Repeat each entry below exactly as it stands.
++++ Entries supplied ++++
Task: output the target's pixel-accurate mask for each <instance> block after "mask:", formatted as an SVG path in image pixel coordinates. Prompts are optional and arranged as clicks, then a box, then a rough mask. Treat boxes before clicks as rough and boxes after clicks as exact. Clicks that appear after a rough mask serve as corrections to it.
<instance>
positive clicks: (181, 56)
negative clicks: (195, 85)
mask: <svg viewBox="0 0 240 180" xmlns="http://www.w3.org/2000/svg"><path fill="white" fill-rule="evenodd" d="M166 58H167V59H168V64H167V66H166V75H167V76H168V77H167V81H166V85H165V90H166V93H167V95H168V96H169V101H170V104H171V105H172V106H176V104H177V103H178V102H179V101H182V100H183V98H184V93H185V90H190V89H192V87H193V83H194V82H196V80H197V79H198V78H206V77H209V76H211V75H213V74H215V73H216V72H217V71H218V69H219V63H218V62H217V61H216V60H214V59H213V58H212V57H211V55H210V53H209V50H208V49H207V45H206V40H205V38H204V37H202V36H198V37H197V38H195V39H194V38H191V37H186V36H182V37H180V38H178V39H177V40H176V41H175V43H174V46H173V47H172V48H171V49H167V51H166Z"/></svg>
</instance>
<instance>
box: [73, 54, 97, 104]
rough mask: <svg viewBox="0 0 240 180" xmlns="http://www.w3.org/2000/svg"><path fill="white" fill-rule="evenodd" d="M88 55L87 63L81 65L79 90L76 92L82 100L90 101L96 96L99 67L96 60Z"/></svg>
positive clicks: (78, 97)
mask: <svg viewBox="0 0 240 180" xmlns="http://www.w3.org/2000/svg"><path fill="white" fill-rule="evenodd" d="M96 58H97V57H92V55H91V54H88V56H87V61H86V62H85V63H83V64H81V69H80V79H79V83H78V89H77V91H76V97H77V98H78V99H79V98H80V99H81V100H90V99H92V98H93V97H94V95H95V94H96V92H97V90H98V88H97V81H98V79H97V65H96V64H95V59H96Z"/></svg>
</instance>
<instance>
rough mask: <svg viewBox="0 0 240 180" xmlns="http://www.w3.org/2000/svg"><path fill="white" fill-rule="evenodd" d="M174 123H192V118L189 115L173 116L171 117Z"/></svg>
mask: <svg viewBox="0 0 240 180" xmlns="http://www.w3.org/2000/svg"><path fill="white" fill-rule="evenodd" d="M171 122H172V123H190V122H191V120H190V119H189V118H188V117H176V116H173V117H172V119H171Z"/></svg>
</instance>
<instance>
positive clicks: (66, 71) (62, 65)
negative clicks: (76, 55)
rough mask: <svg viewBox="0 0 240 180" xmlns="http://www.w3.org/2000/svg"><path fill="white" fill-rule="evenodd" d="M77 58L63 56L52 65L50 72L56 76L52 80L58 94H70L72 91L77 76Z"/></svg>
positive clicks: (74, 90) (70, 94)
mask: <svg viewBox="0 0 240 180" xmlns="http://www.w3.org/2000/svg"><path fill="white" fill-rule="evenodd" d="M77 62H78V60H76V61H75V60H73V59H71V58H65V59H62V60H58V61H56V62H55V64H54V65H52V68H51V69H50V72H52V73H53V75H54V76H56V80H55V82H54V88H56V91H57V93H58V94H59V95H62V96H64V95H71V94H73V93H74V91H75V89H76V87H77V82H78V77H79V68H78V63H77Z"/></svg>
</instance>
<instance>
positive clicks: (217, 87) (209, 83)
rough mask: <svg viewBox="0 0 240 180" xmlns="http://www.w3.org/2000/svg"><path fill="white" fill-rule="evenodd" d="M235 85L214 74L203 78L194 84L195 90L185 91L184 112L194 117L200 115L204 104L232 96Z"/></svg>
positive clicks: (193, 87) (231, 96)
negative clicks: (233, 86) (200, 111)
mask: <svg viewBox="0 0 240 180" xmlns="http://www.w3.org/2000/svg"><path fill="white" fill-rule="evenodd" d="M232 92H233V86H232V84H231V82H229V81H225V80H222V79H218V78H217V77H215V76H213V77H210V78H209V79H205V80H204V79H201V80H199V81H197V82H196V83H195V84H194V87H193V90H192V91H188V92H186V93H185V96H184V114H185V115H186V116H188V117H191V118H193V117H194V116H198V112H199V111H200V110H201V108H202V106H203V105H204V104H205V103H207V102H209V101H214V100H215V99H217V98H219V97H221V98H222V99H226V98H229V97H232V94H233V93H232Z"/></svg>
++++
* _Response to this task_
Task: output the target's pixel-accurate mask for each <instance> block after "mask:", formatted as an SVG path in image pixel coordinates. Prompts are optional and arranged as clicks, then a box, then a rough mask. Treat boxes before clicks as rough and boxes after clicks as exact. Clicks that appear after a rough mask serve as corrections to it.
<instance>
positive clicks: (181, 56)
negative clicks: (195, 85)
mask: <svg viewBox="0 0 240 180" xmlns="http://www.w3.org/2000/svg"><path fill="white" fill-rule="evenodd" d="M166 58H167V59H168V64H167V66H166V75H167V76H168V77H167V81H166V85H165V90H166V93H167V95H168V96H169V101H170V104H171V105H172V106H176V104H177V103H178V102H179V101H182V100H183V98H184V93H185V90H190V89H192V87H193V83H194V82H196V80H197V79H198V78H206V77H209V76H211V75H213V74H215V73H216V72H217V71H218V69H219V63H218V62H217V61H216V60H214V59H213V58H212V57H211V55H210V53H209V50H208V49H207V45H206V40H205V38H204V37H202V36H198V37H197V38H195V39H194V38H191V37H186V36H182V37H180V38H178V39H177V40H176V41H175V43H174V46H173V47H172V48H171V49H167V51H166Z"/></svg>
</instance>
<instance>
box: [73, 54, 97, 104]
rough mask: <svg viewBox="0 0 240 180" xmlns="http://www.w3.org/2000/svg"><path fill="white" fill-rule="evenodd" d="M88 55L87 63L81 65L79 90L76 92L82 100L90 101L96 96L99 67L96 60Z"/></svg>
positive clicks: (78, 97)
mask: <svg viewBox="0 0 240 180" xmlns="http://www.w3.org/2000/svg"><path fill="white" fill-rule="evenodd" d="M96 58H97V57H92V55H91V54H88V56H87V61H86V62H85V63H83V64H81V69H80V79H79V83H78V89H77V91H76V97H77V98H78V99H79V98H80V99H81V100H90V99H92V98H93V97H94V95H95V94H96V92H97V90H98V88H97V81H98V79H97V65H96V64H95V59H96Z"/></svg>
</instance>
<instance>
rough mask: <svg viewBox="0 0 240 180" xmlns="http://www.w3.org/2000/svg"><path fill="white" fill-rule="evenodd" d="M174 123H192V118L189 115L173 116L171 117Z"/></svg>
mask: <svg viewBox="0 0 240 180" xmlns="http://www.w3.org/2000/svg"><path fill="white" fill-rule="evenodd" d="M171 122H172V123H190V122H191V120H190V119H189V118H188V117H176V116H173V117H172V119H171Z"/></svg>
</instance>
<instance>
positive clicks: (66, 71) (62, 65)
negative clicks: (76, 55)
rough mask: <svg viewBox="0 0 240 180" xmlns="http://www.w3.org/2000/svg"><path fill="white" fill-rule="evenodd" d="M77 58L63 56L52 65L50 72L56 76L52 80L58 94H70L72 91L77 76Z"/></svg>
positive clicks: (74, 90) (70, 94)
mask: <svg viewBox="0 0 240 180" xmlns="http://www.w3.org/2000/svg"><path fill="white" fill-rule="evenodd" d="M77 62H78V60H76V61H75V60H73V59H71V58H65V59H62V60H58V61H56V62H55V64H54V65H52V68H51V69H50V72H52V73H53V75H54V76H56V80H55V82H54V88H56V91H57V93H58V94H59V95H62V96H64V95H71V94H73V93H74V91H75V89H76V87H77V82H78V77H79V68H78V63H77Z"/></svg>
</instance>
<instance>
positive clicks: (217, 87) (209, 83)
rough mask: <svg viewBox="0 0 240 180" xmlns="http://www.w3.org/2000/svg"><path fill="white" fill-rule="evenodd" d="M235 85L214 74L203 78L194 84L195 90L185 91L184 112L194 117L200 115L204 104L232 96Z"/></svg>
positive clicks: (193, 87) (231, 96)
negative clicks: (233, 86) (200, 111)
mask: <svg viewBox="0 0 240 180" xmlns="http://www.w3.org/2000/svg"><path fill="white" fill-rule="evenodd" d="M232 92H233V86H232V84H231V82H229V81H225V80H222V79H218V78H217V77H215V76H213V77H210V78H209V79H205V80H204V79H201V80H199V81H197V82H196V83H195V84H194V87H193V90H192V91H188V92H186V93H185V96H184V114H185V115H186V116H188V117H191V118H193V117H194V116H198V112H199V111H200V110H201V108H202V106H203V105H204V104H205V103H207V102H209V101H214V100H215V99H217V98H219V97H221V98H222V99H226V98H229V97H232V94H233V93H232Z"/></svg>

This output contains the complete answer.